What the exercise asks
The output must match the entries below exactly, with pictures removed.

(Segmentation mask data)
┌──

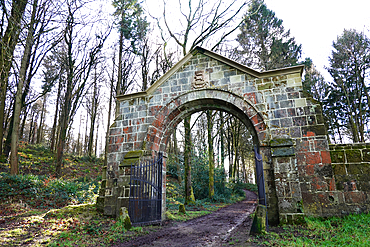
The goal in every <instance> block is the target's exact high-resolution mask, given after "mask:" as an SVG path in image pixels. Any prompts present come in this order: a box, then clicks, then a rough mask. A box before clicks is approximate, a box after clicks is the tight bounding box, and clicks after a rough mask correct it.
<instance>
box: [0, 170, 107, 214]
mask: <svg viewBox="0 0 370 247" xmlns="http://www.w3.org/2000/svg"><path fill="white" fill-rule="evenodd" d="M99 182H100V179H99V178H95V179H91V178H86V177H85V178H78V179H73V180H65V179H56V178H53V177H48V176H46V175H32V174H27V175H10V174H8V173H0V200H2V201H8V200H12V201H20V200H21V201H22V202H23V204H25V205H28V206H30V207H33V208H54V207H62V206H65V205H68V204H80V203H92V202H94V201H95V198H96V194H97V192H98V189H99Z"/></svg>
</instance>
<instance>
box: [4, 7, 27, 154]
mask: <svg viewBox="0 0 370 247" xmlns="http://www.w3.org/2000/svg"><path fill="white" fill-rule="evenodd" d="M26 5H27V0H15V1H12V6H11V10H10V13H7V11H8V10H7V9H6V4H5V2H3V1H2V2H1V6H2V11H3V13H2V14H3V19H2V20H3V21H2V23H1V33H0V35H1V37H0V38H1V39H0V152H2V150H3V133H4V109H5V100H6V91H7V87H8V80H9V71H10V68H11V66H12V63H13V55H14V50H15V47H16V45H17V43H18V38H19V35H20V30H21V20H22V16H23V14H24V12H25V9H26ZM4 16H6V17H7V19H6V21H4ZM5 23H7V26H6V29H5ZM3 30H5V32H3Z"/></svg>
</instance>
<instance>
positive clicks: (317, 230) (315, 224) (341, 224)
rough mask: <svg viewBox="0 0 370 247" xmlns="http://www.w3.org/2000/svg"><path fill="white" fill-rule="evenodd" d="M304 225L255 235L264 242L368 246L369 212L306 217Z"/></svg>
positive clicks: (286, 225)
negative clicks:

└──

Solution for this task
The goal in every <instance> block is the target's exact high-resolution mask, given after "mask:" as an SVG path in image pixels. Any prompts present come in this order: a box, then clicks, then a rough mask. A box before clicks is approximate, a box after clicks is the tight bounding box, and clicks after a rough mask correct it.
<instance>
box: [0, 170, 107, 214]
mask: <svg viewBox="0 0 370 247" xmlns="http://www.w3.org/2000/svg"><path fill="white" fill-rule="evenodd" d="M99 182H100V179H99V178H95V179H91V178H86V177H85V178H78V179H73V180H65V179H56V178H53V177H48V176H46V175H32V174H27V175H10V174H8V173H0V200H2V201H8V200H12V201H20V200H21V201H22V202H23V204H25V205H28V206H30V207H33V208H54V207H62V206H65V205H68V204H80V203H92V202H94V201H95V198H96V194H97V192H98V189H99Z"/></svg>
</instance>
<instance>
box: [4, 7, 27, 154]
mask: <svg viewBox="0 0 370 247" xmlns="http://www.w3.org/2000/svg"><path fill="white" fill-rule="evenodd" d="M26 5H27V0H15V1H12V6H11V10H10V13H7V11H8V10H7V9H6V4H5V2H3V1H2V2H1V6H2V11H3V13H2V14H3V19H2V20H3V21H2V23H1V33H0V35H1V37H0V38H1V39H0V152H2V150H3V133H4V109H5V100H6V91H7V87H8V80H9V71H10V68H11V66H12V63H13V55H14V50H15V47H16V45H17V43H18V38H19V35H20V30H21V20H22V16H23V14H24V12H25V9H26ZM4 16H6V17H7V19H6V21H4ZM5 23H7V26H6V29H5ZM3 30H5V32H3Z"/></svg>
</instance>
<instance>
positive clicks: (317, 230) (315, 224) (341, 224)
rough mask: <svg viewBox="0 0 370 247" xmlns="http://www.w3.org/2000/svg"><path fill="white" fill-rule="evenodd" d="M304 225L255 235L264 242L368 246L369 212L306 217Z"/></svg>
positive clicks: (286, 225)
negative clicks:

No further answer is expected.